Segment Open
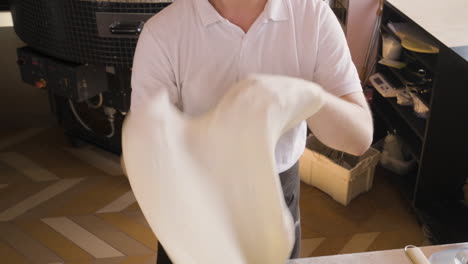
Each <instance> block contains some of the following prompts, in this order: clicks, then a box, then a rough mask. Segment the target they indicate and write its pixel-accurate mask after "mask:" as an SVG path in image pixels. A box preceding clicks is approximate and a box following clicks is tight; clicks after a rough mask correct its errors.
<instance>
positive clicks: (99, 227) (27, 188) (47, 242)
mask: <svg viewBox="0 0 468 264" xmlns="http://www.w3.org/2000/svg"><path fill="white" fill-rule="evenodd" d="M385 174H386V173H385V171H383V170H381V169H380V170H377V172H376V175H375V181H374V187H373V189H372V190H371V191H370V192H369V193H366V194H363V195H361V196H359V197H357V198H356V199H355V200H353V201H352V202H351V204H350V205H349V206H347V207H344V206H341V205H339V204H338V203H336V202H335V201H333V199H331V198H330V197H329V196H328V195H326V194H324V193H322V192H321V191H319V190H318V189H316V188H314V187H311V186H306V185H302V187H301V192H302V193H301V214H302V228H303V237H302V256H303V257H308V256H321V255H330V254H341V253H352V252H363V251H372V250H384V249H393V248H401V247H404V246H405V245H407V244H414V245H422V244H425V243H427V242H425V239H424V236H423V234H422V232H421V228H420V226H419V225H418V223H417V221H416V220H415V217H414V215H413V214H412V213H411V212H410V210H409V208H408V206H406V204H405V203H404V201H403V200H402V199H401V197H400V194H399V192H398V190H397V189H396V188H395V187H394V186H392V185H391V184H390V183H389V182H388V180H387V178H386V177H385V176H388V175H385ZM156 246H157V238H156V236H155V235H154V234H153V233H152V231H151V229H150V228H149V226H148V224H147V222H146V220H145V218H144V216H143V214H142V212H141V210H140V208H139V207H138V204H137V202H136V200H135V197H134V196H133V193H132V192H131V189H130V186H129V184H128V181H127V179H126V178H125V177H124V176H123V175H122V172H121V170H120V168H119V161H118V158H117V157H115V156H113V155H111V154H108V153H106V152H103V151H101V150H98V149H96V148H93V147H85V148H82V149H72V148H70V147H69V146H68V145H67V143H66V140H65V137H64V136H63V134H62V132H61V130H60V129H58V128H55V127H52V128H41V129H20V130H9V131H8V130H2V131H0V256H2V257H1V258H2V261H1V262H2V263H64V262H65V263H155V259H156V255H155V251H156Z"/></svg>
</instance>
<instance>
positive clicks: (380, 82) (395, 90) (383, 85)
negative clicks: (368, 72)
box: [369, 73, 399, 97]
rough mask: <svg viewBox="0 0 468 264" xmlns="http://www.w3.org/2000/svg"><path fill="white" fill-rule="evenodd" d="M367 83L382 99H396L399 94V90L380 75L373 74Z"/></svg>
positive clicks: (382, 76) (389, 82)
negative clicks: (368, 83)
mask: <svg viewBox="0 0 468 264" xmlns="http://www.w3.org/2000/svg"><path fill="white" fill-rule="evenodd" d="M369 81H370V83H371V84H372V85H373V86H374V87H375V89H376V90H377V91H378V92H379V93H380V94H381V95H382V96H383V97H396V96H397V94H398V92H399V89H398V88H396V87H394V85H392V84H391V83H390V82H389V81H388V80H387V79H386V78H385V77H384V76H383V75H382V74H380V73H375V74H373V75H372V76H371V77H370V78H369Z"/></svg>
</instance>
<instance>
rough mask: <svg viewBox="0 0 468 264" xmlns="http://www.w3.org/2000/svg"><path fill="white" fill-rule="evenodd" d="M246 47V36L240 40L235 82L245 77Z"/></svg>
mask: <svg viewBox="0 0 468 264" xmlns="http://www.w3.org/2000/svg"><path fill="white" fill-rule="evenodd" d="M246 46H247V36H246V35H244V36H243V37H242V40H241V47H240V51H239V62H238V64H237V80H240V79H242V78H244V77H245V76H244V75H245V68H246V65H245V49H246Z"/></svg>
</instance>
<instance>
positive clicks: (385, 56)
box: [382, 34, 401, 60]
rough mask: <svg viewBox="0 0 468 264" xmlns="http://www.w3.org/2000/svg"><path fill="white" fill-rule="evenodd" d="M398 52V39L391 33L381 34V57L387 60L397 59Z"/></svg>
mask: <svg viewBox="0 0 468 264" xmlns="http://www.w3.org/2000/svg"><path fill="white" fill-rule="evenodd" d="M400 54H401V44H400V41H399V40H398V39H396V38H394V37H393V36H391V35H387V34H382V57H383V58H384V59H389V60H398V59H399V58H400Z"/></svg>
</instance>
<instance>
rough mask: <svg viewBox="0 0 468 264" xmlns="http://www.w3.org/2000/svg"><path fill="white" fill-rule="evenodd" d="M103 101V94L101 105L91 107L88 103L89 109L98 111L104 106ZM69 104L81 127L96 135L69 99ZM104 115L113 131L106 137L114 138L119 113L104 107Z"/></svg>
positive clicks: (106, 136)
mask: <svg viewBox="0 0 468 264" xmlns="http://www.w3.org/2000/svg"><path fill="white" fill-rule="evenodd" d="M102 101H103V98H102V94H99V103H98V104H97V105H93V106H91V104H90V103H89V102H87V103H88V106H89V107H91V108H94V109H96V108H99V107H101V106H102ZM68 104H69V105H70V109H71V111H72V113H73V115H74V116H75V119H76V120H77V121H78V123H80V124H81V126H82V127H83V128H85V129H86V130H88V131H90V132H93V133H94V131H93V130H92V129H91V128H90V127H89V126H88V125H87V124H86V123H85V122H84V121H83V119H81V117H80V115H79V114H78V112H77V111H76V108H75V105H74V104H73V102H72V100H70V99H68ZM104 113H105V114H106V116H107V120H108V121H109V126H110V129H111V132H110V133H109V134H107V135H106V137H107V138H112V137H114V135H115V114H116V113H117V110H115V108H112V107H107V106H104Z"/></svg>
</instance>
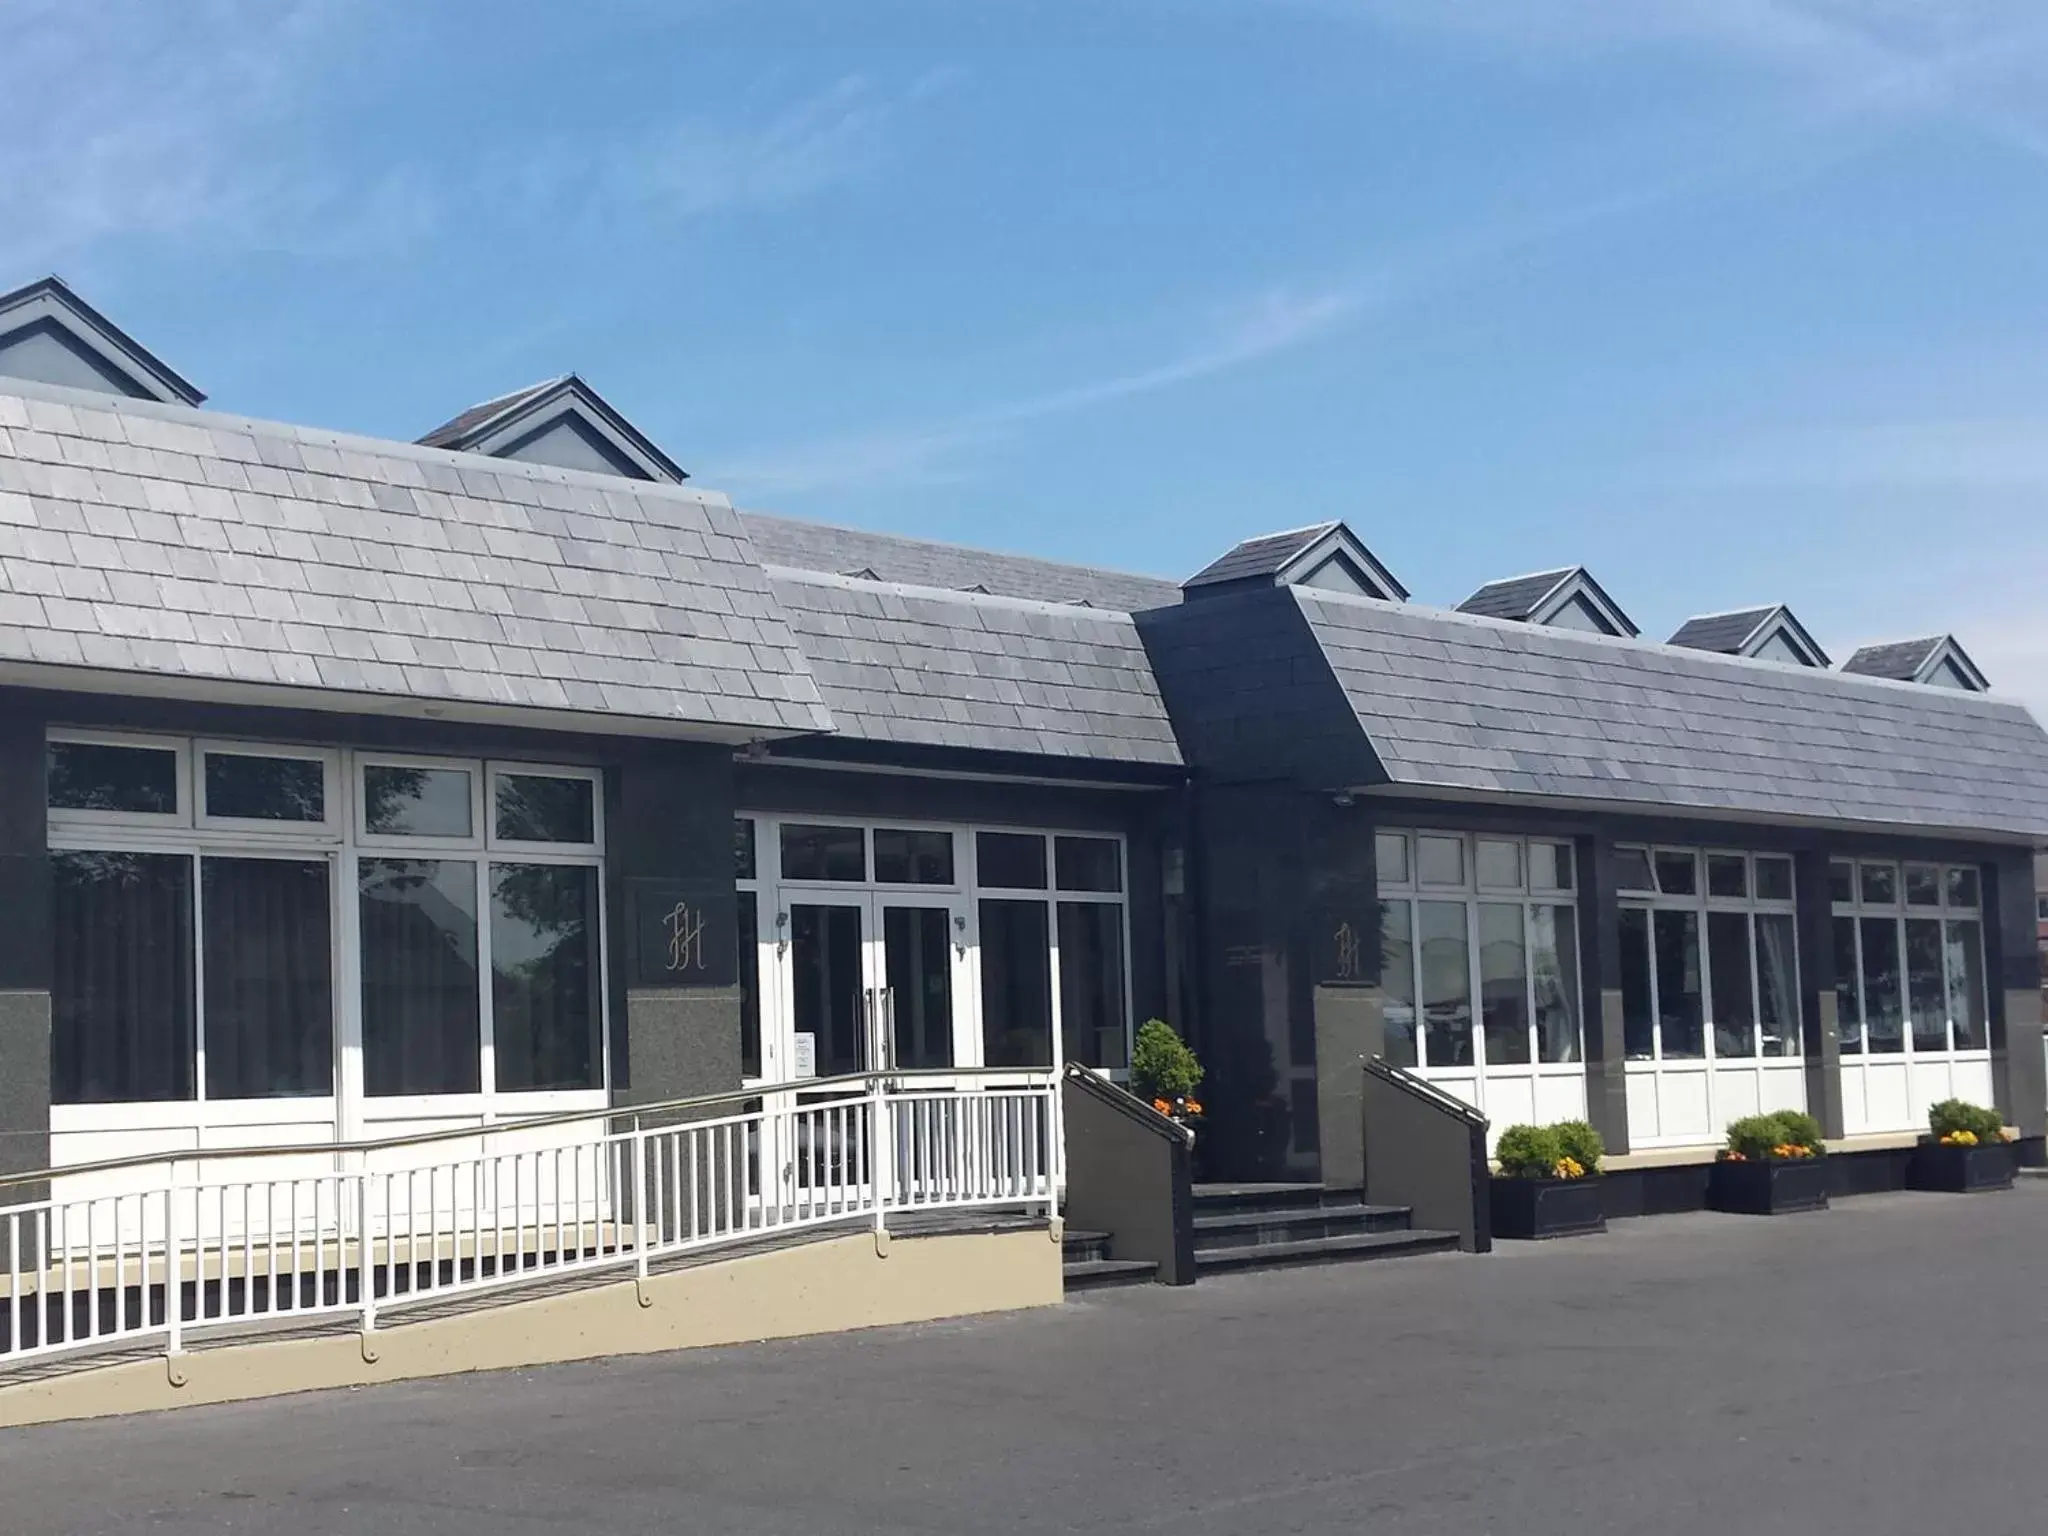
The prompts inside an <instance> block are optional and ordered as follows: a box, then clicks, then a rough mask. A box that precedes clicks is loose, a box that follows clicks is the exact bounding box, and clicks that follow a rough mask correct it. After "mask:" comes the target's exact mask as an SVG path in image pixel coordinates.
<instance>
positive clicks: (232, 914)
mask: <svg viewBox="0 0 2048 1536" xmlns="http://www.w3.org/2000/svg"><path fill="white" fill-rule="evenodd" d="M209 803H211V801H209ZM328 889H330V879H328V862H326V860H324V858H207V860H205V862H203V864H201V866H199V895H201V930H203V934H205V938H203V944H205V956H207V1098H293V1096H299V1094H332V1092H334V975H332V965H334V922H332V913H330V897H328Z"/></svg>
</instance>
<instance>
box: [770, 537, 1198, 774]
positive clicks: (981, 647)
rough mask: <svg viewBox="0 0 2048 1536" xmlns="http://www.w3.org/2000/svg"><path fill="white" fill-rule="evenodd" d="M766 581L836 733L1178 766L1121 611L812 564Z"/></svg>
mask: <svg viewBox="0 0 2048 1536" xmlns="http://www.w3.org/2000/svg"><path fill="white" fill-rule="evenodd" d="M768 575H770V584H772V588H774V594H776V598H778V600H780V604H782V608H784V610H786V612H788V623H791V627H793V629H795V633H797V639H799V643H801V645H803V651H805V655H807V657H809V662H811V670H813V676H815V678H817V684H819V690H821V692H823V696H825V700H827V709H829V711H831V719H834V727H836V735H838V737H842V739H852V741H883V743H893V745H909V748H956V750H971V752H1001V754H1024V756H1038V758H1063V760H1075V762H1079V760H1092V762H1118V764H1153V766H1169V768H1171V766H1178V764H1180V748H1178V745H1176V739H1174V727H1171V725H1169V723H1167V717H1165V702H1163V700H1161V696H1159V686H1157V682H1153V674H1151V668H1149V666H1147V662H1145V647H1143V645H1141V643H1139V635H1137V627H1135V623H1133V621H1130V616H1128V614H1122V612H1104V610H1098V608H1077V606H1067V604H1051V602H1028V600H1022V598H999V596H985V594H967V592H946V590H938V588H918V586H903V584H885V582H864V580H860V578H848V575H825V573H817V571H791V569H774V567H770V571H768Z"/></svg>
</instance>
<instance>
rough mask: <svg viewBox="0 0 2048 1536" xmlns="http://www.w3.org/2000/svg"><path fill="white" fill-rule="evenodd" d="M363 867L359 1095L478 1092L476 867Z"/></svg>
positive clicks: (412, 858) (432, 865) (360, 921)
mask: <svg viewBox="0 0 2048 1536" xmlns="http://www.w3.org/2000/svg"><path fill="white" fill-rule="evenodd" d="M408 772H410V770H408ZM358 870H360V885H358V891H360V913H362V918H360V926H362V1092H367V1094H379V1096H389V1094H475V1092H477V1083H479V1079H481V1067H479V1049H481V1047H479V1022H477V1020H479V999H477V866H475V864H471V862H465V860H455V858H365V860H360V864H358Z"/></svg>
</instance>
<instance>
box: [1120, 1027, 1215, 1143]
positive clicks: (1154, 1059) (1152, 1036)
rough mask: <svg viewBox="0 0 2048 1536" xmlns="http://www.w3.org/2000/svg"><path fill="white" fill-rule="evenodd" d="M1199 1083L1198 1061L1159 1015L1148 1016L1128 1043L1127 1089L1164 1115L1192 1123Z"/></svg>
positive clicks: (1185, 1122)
Segment Closed
# YOUR TASK
Starting at the top of the entries and going on through the line that contains "positive clicks: (99, 227)", rewrite those lines with "rough mask" changed to "coarse mask" and everything else unchanged. Omit the pictures from your answer.

# ANSWER FOR THE TASK
Each <instance> block contains some of the following prompts, in this order: clicks, then a box, then a coarse mask. Segment the target they indicate and write its pixel-accurate mask after "mask:" as an SVG path in image pixels. A box preceding clicks is approximate and a box following clicks is tight; clicks after a coarse mask correct its errors.
<instance>
positive clicks: (99, 227) (27, 188) (47, 242)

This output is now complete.